* _Exercise instructions_:
The answer must consist of every record below, transcribed exactly.

* _Available records_:
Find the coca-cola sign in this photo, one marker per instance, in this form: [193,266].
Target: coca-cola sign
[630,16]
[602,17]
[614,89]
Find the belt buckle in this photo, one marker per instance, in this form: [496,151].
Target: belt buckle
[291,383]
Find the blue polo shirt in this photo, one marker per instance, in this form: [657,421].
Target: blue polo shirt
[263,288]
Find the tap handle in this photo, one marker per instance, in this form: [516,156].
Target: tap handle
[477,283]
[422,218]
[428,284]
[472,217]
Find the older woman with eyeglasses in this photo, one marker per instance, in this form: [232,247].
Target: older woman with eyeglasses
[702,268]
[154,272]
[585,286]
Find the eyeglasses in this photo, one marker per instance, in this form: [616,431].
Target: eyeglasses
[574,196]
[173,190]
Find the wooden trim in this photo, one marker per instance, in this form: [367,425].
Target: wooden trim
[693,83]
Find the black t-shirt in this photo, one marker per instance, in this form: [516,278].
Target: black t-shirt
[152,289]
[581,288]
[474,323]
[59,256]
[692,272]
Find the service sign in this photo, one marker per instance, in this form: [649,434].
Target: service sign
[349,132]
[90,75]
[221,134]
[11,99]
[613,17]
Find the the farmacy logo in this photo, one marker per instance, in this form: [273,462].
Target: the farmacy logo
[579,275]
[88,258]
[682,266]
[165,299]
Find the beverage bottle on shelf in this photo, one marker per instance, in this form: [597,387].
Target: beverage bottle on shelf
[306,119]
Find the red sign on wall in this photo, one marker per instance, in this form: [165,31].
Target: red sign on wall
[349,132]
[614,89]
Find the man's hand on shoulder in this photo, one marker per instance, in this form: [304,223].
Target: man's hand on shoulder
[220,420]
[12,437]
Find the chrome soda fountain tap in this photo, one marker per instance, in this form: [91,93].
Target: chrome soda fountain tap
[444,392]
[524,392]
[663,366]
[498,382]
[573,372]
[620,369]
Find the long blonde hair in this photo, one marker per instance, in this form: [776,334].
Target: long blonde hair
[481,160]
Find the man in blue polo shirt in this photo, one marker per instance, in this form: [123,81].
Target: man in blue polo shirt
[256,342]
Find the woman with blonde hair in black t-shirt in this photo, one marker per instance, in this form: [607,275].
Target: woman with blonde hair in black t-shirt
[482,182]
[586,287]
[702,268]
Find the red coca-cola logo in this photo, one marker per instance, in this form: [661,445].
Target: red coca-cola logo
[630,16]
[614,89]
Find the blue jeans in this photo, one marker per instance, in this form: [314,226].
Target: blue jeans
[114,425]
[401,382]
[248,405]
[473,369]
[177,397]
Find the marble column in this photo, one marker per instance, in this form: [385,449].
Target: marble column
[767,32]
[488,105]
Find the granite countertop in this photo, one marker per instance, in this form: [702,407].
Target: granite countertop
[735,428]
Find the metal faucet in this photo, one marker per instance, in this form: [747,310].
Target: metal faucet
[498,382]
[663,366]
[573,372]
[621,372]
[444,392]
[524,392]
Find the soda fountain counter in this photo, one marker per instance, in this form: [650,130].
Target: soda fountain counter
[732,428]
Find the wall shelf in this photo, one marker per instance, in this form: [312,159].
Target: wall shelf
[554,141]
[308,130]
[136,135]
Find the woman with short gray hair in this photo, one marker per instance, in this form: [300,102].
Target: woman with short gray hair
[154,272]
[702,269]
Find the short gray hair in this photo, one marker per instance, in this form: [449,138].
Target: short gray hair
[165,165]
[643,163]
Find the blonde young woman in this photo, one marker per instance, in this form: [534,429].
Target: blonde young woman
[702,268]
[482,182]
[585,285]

* _Written solution_:
Find the coca-cola sign in this photo, one marker per instance, in this form: [193,266].
Target: coca-cola sign
[630,16]
[602,17]
[614,89]
Find the belt buckle in this photo, one marker per instance, in this form: [496,151].
Target: belt buckle
[291,383]
Find the blue polo shirt in this photo, one marker per instance, in this form: [657,421].
Target: blue polo shirt
[263,288]
Find the tap handle in this photo, one marker per instance, in this form: [516,156].
Target: tap handle
[477,283]
[422,218]
[428,284]
[472,217]
Find the older woman with eyeglasses in this photo, one marker per instance, in this form: [232,247].
Target: older woman with eyeglasses
[702,268]
[154,272]
[585,286]
Find the eyeglasses in this photo, one marker per instance, in this form: [616,431].
Target: eyeglasses
[574,196]
[173,190]
Find the wooden trim in this photo, one marker per instance, in this form: [367,425].
Target: wooden trim
[693,83]
Find the black t-shirt in this photo, one marker per instance, in this form: [516,278].
Target: black t-shirt
[152,289]
[581,288]
[474,323]
[59,256]
[692,272]
Find the service sign in this photo, one marker per instance, in this form: [649,434].
Target: service sign
[349,132]
[90,75]
[221,134]
[11,99]
[613,17]
Find the the farmacy logo in this photo, one marker per instance, in this form: [273,462].
Target: the farmacy logo
[579,275]
[88,258]
[682,266]
[165,299]
Find the beverage bottle on shelf in this photo, one marker per instance, in this form: [597,387].
Target: beverage bottle on shelf
[306,119]
Find the red sign on wall in this photo, one marker per instance, in this form: [165,31].
Target: red sign on wall
[349,132]
[614,89]
Find the man's hand on shoulder in this photo, one marker per instance, in this form: [304,223].
Target: man's hand on shoulder
[220,420]
[12,437]
Find the chrome soda fountain tap in this photo, one marker per instance, in this form: [91,93].
Target: chrome soda fountain tap
[444,392]
[524,392]
[663,366]
[498,382]
[573,372]
[620,369]
Find the long blonde hair in this photo, one marker per instance, in this form: [776,334].
Target: long blonde hair
[481,160]
Find the man in blue polo shirt in this photo, one marker per instance, in this form: [123,81].
Target: man in blue polo shirt
[256,342]
Find the woman with blonde hair in black t-shirt in this photo, one marker per instance, in this form: [607,275].
Target: woman with blonde hair in black t-shirt
[482,182]
[586,287]
[702,268]
Find the red coca-cola logo in this photo, one marker per instance, in this form: [661,445].
Target: red coca-cola logo
[630,16]
[614,89]
Find the blue jeans in this photo, one marker per instance, in this form: [314,226].
Target: blue jeans
[114,425]
[401,382]
[248,405]
[473,369]
[177,397]
Find the marble column in this photo, one marker per instance, in this form: [385,449].
Target: marble column
[767,32]
[488,105]
Find the granite countertop in this photo, one marker per instance, in this form: [702,407].
Target: granite countertop
[735,428]
Find the metal faucet in this photo, one marker per instance, in this form: [747,310].
Target: metal faucet
[498,382]
[663,366]
[573,372]
[621,372]
[444,392]
[524,392]
Find the soda fountain counter in this photo, one marker per instance, in this form: [650,130].
Target: soda fountain counter
[732,428]
Find the wall shelf in this photo, one marker per instance, in this form: [312,159].
Target: wall shelf
[554,141]
[308,130]
[136,135]
Find the woman with short gray hair in this photo, one marker per instance, in this form: [300,102].
Target: woman with short gray hair
[154,272]
[702,269]
Find the short gray hair in this photo, one marker per instance, in this form: [449,138].
Target: short gray hair
[165,165]
[643,163]
Find the blonde young woman in this photo, one marker per instance, in this form: [534,429].
Target: blonde young woman
[702,268]
[482,182]
[585,285]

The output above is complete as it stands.